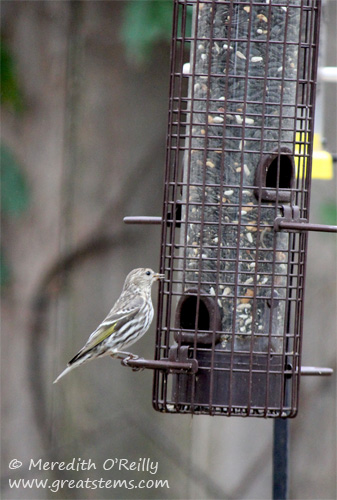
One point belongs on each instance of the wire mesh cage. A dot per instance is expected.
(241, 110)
* * *
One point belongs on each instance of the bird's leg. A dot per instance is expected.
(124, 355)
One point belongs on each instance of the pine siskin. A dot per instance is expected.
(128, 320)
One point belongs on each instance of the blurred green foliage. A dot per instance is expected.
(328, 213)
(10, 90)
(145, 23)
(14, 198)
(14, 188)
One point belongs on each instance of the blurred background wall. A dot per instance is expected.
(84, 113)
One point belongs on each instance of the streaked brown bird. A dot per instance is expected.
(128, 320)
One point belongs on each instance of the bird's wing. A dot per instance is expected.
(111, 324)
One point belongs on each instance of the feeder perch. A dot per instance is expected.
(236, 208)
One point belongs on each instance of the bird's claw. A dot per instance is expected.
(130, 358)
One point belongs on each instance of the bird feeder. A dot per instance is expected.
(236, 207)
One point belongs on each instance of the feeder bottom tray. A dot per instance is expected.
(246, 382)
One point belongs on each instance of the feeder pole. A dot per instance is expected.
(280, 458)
==
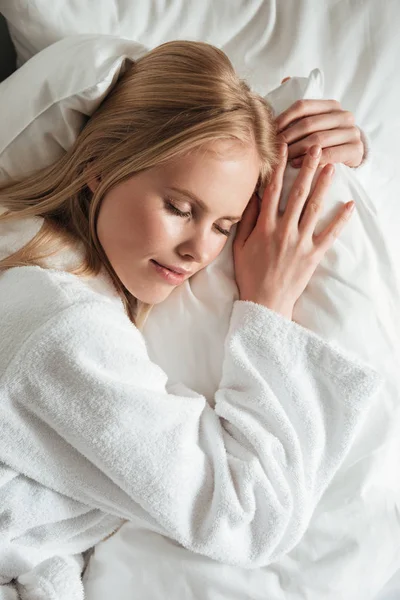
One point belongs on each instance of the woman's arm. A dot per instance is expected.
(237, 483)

_Set exercise_
Which lines in the listing above contain the word "blurred", counting only matches with the same capitalization? Copy each such line in full.

_The output_
One point belongs on each instance of the blurred green foliage. A dot per instance is expected.
One point belongs on each instance of the blurred background wall. A dot per instance is expected.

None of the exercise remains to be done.